>> BEGIN DATA EXTRACT

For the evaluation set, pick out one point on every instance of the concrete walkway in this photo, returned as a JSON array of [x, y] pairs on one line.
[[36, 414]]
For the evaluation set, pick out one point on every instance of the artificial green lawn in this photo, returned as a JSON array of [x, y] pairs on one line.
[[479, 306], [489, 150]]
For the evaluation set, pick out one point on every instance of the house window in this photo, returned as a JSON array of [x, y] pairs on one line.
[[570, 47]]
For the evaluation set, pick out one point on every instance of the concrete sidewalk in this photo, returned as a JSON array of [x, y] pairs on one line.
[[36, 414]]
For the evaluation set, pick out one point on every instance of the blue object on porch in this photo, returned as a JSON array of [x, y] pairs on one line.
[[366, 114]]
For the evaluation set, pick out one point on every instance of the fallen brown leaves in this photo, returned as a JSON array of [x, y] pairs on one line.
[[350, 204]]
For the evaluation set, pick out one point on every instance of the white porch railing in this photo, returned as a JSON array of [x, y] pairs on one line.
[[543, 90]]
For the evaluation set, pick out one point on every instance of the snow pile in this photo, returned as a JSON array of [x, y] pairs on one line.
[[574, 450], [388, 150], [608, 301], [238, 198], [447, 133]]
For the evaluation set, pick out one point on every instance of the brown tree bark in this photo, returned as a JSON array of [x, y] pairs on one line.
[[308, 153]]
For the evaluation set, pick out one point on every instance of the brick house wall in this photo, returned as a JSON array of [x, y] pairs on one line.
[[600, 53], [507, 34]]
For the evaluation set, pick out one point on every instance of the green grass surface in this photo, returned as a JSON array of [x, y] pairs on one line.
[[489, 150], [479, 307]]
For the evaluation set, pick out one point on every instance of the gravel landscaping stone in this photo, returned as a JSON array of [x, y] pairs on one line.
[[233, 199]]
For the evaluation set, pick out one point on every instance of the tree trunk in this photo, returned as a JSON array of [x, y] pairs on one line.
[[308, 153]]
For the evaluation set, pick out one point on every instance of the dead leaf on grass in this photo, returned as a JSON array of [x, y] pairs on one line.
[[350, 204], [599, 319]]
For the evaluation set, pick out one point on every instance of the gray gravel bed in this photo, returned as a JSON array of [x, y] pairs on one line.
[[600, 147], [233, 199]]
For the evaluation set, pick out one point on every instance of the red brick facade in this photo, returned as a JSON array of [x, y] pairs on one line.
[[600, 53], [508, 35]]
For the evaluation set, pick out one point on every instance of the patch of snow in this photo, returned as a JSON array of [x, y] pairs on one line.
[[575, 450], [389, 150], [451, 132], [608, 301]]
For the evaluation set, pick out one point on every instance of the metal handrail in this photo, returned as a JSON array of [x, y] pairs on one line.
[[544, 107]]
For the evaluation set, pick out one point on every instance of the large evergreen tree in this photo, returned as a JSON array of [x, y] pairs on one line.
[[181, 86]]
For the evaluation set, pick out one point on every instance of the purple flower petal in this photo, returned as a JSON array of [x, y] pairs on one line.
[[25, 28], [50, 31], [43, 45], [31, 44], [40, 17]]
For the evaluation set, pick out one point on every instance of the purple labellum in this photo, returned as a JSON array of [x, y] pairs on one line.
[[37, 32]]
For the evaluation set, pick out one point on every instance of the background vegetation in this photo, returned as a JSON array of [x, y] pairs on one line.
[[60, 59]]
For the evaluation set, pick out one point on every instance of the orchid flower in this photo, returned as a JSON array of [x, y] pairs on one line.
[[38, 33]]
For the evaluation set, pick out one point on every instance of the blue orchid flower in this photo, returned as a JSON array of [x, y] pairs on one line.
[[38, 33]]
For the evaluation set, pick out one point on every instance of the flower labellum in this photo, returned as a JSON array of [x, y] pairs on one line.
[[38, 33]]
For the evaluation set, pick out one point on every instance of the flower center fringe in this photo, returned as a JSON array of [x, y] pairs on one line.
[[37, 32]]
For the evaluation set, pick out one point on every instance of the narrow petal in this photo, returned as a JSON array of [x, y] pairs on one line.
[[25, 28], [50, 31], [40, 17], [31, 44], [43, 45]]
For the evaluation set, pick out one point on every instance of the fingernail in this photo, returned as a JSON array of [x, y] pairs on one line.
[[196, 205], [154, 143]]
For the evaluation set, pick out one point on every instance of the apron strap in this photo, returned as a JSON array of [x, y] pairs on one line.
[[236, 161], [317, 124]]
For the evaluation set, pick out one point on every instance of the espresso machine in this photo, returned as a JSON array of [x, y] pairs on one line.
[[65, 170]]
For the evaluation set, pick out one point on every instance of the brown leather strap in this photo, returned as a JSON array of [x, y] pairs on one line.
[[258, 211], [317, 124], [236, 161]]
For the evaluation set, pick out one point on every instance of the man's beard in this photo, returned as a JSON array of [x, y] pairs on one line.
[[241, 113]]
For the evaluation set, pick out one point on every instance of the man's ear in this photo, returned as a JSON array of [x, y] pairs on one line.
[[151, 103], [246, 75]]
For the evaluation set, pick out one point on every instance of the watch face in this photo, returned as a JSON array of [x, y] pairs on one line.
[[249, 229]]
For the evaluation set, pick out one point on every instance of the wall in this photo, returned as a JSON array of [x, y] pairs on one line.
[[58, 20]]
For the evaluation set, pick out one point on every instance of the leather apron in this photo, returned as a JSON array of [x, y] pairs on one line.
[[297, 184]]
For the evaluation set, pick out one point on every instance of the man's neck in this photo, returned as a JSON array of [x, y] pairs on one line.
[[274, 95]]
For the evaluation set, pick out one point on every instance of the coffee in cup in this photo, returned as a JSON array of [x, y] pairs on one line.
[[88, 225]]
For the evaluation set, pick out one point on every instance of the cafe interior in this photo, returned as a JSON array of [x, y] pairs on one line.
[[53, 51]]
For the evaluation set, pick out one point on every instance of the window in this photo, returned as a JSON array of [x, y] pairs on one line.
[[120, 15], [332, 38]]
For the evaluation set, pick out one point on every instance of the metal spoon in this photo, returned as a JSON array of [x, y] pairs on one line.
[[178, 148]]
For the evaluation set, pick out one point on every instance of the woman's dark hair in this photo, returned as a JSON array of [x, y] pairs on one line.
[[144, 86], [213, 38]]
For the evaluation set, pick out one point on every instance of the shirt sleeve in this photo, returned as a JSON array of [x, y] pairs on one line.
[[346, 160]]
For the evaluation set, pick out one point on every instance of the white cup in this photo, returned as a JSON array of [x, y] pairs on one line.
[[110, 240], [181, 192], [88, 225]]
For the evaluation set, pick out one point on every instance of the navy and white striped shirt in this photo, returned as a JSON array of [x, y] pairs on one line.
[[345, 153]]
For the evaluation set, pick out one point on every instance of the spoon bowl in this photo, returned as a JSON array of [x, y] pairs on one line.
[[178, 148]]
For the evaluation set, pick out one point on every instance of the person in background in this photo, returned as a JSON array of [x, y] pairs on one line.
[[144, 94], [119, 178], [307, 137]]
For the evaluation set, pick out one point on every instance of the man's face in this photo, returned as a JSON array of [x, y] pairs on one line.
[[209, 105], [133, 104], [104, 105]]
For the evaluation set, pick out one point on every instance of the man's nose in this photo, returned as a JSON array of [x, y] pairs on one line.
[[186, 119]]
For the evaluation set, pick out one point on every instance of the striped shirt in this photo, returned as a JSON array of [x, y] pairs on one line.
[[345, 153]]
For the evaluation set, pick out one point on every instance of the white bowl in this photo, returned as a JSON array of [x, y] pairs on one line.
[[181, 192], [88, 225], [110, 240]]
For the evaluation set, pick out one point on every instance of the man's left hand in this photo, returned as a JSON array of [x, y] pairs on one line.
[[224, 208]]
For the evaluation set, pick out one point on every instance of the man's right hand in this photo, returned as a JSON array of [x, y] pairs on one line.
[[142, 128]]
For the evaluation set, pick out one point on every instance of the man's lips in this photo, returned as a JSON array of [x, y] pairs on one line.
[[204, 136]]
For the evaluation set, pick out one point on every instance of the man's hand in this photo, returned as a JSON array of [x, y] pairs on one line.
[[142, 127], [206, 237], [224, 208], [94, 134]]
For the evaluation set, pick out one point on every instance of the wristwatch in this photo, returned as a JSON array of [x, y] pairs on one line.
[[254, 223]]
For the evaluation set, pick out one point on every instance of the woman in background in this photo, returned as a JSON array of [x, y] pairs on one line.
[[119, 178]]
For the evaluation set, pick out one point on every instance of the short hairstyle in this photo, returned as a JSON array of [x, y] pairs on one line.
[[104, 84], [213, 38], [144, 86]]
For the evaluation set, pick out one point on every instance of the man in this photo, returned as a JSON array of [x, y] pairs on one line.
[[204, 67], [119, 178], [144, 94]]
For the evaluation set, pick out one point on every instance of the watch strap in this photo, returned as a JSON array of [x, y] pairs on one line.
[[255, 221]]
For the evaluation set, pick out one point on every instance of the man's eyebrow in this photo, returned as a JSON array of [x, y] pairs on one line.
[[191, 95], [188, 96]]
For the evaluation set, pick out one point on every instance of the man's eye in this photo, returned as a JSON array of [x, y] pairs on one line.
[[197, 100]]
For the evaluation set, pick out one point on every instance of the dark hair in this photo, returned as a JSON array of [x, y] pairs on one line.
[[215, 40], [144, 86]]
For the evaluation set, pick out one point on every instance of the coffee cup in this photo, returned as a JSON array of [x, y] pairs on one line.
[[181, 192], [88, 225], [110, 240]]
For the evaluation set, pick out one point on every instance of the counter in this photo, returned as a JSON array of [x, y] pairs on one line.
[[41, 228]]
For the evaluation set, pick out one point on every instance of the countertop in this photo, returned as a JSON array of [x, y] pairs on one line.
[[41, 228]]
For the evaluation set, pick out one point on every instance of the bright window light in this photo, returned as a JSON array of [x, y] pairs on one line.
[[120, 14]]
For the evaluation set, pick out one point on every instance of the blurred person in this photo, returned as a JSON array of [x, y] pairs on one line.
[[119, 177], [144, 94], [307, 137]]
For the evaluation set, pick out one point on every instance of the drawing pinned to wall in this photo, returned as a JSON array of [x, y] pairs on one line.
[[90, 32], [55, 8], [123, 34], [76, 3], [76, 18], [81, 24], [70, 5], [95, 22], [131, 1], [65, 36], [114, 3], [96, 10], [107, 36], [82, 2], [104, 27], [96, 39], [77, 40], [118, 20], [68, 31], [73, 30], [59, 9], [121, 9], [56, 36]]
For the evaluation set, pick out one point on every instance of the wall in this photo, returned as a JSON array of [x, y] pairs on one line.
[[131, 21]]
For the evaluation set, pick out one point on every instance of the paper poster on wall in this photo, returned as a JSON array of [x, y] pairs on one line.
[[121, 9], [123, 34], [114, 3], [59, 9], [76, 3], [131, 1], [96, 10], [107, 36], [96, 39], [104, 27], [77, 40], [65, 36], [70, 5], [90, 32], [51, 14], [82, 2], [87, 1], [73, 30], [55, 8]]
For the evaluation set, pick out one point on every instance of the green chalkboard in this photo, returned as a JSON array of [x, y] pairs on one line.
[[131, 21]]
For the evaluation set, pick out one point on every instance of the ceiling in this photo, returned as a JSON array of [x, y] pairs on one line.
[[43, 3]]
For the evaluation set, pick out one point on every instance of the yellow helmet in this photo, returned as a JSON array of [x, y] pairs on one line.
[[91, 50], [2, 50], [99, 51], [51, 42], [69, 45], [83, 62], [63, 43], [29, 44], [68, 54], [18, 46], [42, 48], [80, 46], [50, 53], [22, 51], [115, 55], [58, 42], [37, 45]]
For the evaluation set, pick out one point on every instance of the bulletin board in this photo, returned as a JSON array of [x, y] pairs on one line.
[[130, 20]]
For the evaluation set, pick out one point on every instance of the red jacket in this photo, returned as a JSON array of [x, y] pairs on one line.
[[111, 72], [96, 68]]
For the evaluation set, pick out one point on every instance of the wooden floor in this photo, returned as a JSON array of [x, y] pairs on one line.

>> END DATA EXTRACT

**TASK BRIEF:** Rewrite everything from the start of the records down to the line containing "[[350, 204]]", replacing "fallen brown leaves" with "dry brown leaves" and keeping all else unchanged.

**EXPECTED ANSWER:**
For the evaluation set, pick out one point on every instance of the concrete walkway in this photo, returned as a JSON array of [x, y] pairs on one line.
[[36, 414]]
For the evaluation set, pick out one point on every instance of the artificial green lawn in this photo, returned as a JSON array of [x, y] pairs on one line.
[[479, 306], [489, 150]]
For the evaluation set, pick out one point on every instance of the house window in this photo, returned as a JSON array of [x, y] pairs on one line.
[[570, 47]]
For the evaluation set, pick out one point on every instance of the concrete sidewalk in this photo, returned as a JSON array of [x, y] pairs on one line.
[[36, 414]]
For the evaluation set, pick out one point on every instance of the blue object on porch in this photo, returned as a JSON array of [x, y] pairs on one line.
[[366, 114]]
For the evaluation set, pick out one point on every instance of the dry brown leaves in this photo, returned as a JSON array of [x, y] pairs on one line.
[[350, 204]]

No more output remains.